• **Work to complete**
Write the listing below out again word for word, but leave out the pictures.

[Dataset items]
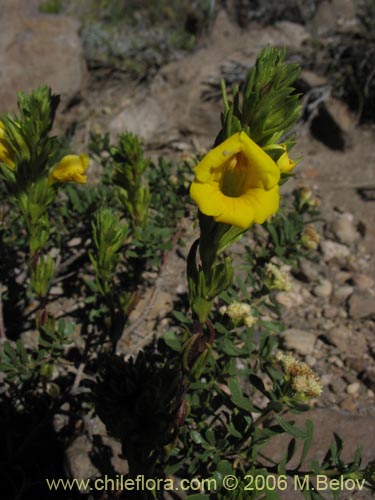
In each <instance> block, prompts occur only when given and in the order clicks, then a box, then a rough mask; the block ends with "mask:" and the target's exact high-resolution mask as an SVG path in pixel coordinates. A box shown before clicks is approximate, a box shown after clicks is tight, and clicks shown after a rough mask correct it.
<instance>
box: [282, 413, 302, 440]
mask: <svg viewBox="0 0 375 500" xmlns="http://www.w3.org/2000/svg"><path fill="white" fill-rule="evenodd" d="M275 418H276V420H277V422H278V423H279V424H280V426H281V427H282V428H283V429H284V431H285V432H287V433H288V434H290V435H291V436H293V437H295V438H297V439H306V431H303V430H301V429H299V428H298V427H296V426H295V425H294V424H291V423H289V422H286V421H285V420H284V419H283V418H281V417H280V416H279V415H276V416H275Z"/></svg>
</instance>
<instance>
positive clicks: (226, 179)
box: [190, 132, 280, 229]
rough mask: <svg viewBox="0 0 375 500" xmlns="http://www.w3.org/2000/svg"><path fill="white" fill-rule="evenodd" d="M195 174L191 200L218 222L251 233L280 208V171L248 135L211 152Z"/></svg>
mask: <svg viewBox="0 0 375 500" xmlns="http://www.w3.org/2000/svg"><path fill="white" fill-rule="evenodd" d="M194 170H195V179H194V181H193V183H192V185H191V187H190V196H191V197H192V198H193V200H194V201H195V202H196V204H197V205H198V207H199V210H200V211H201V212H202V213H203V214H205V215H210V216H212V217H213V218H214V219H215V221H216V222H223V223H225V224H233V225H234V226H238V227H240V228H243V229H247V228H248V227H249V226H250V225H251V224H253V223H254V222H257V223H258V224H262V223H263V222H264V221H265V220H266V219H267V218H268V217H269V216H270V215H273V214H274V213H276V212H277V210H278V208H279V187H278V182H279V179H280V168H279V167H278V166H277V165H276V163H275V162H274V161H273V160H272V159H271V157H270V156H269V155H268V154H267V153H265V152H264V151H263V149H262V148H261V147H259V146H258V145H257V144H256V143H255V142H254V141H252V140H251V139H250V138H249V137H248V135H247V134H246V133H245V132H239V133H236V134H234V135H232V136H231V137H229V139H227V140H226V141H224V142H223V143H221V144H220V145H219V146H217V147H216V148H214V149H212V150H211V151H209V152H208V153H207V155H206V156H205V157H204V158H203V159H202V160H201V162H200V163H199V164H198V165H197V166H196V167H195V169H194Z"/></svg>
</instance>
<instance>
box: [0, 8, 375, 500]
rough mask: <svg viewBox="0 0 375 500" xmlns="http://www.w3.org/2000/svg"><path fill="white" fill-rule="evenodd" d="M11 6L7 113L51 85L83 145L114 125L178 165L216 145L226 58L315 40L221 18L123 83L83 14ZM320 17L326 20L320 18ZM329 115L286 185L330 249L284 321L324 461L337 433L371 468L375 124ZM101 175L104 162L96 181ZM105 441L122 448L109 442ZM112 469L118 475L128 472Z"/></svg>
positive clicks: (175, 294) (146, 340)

• **Exercise answer**
In each <instance> block, prompts occur only when given and in the order clicks, then a box, then a rough mask; the block ends with "mask:" and the target's exact high-resolution mask as an SVG path in pixel coordinates. A box shown before clicks is approximate, a box shown after clicks is tight, and clicks shown after a rough mask correct it.
<instance>
box: [282, 413, 302, 440]
mask: <svg viewBox="0 0 375 500" xmlns="http://www.w3.org/2000/svg"><path fill="white" fill-rule="evenodd" d="M275 418H276V420H277V422H278V423H279V424H280V426H281V427H282V428H283V429H284V431H285V432H287V433H288V434H290V435H291V436H293V437H295V438H297V439H306V431H303V430H301V429H299V428H298V427H296V426H295V425H294V424H291V423H289V422H286V421H285V420H284V419H283V418H281V417H280V416H279V415H276V416H275Z"/></svg>
</instance>
<instance>
positive clicks: (226, 179)
box: [190, 132, 280, 229]
rough mask: <svg viewBox="0 0 375 500" xmlns="http://www.w3.org/2000/svg"><path fill="white" fill-rule="evenodd" d="M195 174L191 200L218 222L251 233L280 208V171L248 135L211 152Z"/></svg>
mask: <svg viewBox="0 0 375 500" xmlns="http://www.w3.org/2000/svg"><path fill="white" fill-rule="evenodd" d="M194 170H195V179H194V181H193V183H192V185H191V187H190V196H191V197H192V198H193V200H194V201H195V202H196V204H197V205H198V207H199V210H200V211H201V212H202V213H203V214H205V215H210V216H212V217H213V218H214V219H215V221H216V222H223V223H225V224H233V225H234V226H238V227H240V228H243V229H247V228H248V227H249V226H250V225H251V224H253V223H254V222H257V223H258V224H262V223H263V222H264V221H265V220H266V219H267V218H268V217H269V216H270V215H273V214H274V213H276V212H277V210H278V208H279V187H278V182H279V179H280V168H279V167H278V166H277V165H276V163H275V162H274V161H273V160H272V159H271V157H270V156H269V155H268V154H267V153H265V152H264V151H263V149H262V148H261V147H259V146H258V145H257V144H256V143H255V142H254V141H252V140H251V139H250V138H249V137H248V135H247V134H246V133H245V132H239V133H236V134H234V135H232V136H231V137H229V139H227V140H226V141H224V142H223V143H221V144H220V145H219V146H217V147H216V148H214V149H212V150H211V151H209V152H208V153H207V155H206V156H205V157H204V158H203V159H202V160H201V162H200V163H199V164H198V165H197V166H196V167H195V169H194Z"/></svg>
</instance>
<instance>
box: [0, 8, 375, 500]
rough mask: <svg viewBox="0 0 375 500" xmlns="http://www.w3.org/2000/svg"><path fill="white" fill-rule="evenodd" d="M11 6L7 113L51 85L83 145L114 125L178 165L216 145L226 58L315 40L221 18L123 83L83 14ZM320 17L326 20L320 18ZM329 115L286 185L330 249L284 321L324 461L337 433L371 468L375 124ZM101 175L104 162L96 181ZM105 441L122 448L109 442ZM112 469L118 475L128 472Z"/></svg>
positive clicks: (175, 294) (146, 340)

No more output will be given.